▸ Provided passage
- Opening Delimiter -

Via Wyoming News Exchange

JACKSON — Fewer elk and bison are chowing down on alfalfa pellets on the National Elk Refuge compared with past winters, even as wildlife are enduring a whopper of a winter.

On-feed elk numbers moved toward the refuge’s goal of 5,000, registering at 6,586 animals when the Wyoming Game and Fish Department and refuge staff counted Feb. 18.

Bison on the 24,700-acre refuge, meanwhile, numbered only 160, well below the refuge’s objective.

“Despite having a really severe winter, they were all over the place,” Wyoming Game and Fish Department biologist Aly Courtemanch said of the Jackson Elk Herd’s whereabouts. “The snow came at once and very quickly, and I think some elk just got stuck, so to speak, in some areas, and they’re just making a go of it.”

Flying around in a helicopter the last couple of weeks, Courtemanch witnessed elk eking it out on historic winter ranges that have largely been abandoned in recent years.

“There were numerous times when we were flying along and not seeing any tracks and getting into deeper snow, and I’d be about to tell the pilot to turn around, but then suddenly we’d see elk tracks,” she said. “Sure enough, there’d be elk wintering out in some drainage that we’ve never seen them in before.”

- Closing Delimiter -

▸ Information given
- Opening Delimiter -

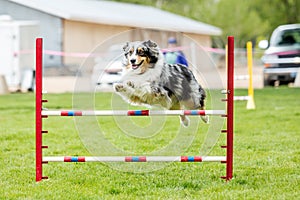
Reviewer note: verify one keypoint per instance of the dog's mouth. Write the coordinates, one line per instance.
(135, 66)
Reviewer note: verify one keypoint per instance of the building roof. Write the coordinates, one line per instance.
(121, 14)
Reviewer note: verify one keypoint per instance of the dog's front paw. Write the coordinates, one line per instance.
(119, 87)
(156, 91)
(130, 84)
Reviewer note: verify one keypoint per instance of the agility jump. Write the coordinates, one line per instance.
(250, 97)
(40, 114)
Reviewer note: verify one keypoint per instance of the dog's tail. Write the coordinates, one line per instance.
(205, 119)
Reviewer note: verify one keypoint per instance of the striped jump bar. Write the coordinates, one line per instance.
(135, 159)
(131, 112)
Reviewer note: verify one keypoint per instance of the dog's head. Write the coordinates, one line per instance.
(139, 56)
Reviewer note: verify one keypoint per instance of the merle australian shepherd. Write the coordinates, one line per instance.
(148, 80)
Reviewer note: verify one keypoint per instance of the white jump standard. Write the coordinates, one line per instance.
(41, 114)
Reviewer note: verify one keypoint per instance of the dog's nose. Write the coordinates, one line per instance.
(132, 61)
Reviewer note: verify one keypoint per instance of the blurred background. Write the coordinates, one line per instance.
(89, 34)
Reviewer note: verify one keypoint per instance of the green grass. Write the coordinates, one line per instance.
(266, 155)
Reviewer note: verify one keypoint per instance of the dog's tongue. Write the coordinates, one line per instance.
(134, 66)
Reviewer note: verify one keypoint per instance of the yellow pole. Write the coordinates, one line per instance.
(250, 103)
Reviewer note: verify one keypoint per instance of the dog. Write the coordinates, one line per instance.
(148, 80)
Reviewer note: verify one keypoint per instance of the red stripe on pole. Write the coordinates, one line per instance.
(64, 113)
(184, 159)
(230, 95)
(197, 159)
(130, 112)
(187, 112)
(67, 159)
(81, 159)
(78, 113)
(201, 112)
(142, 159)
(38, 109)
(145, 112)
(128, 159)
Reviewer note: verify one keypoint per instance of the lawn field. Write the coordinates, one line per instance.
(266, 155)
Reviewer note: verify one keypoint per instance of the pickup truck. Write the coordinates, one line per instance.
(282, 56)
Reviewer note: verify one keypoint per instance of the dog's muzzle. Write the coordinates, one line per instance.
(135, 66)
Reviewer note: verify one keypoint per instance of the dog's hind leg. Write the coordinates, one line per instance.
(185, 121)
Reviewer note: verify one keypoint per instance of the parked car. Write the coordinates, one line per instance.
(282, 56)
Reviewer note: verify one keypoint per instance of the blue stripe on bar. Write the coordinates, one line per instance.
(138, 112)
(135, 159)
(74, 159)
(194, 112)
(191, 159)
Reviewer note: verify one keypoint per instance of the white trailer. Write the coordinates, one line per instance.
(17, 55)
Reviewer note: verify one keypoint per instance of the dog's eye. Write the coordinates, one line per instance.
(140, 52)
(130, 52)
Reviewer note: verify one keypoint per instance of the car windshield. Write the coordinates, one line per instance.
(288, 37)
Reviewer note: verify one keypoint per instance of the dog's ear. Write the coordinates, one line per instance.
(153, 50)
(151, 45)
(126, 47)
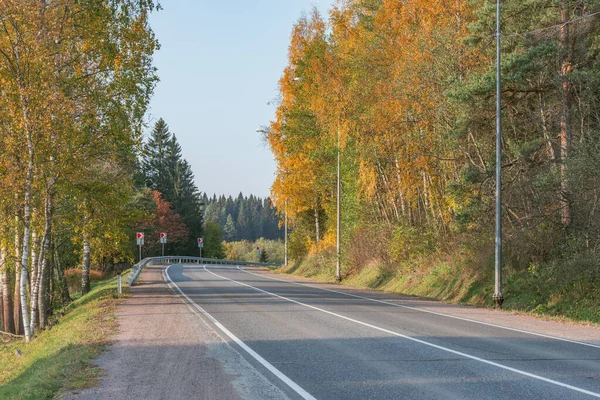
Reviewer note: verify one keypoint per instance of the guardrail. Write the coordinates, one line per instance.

- Closing Delimiter -

▸ What is required
Rewrite the elk refuge article between "Via Wyoming News" and "the refuge’s objective.", inclusive, changing "alfalfa pellets" to "hay". The listing has no connection to the elk refuge article.

▸ Result
Via Wyoming News Exchange

JACKSON — Fewer elk and bison are chowing down on hay on the National Elk Refuge compared with past winters, even as wildlife are enduring a whopper of a winter.

On-feed elk numbers moved toward the refuge’s goal of 5,000, registering at 6,586 animals when the Wyoming Game and Fish Department and refuge staff counted Feb. 18.

Bison on the 24,700-acre refuge, meanwhile, numbered only 160, well below the refuge’s objective.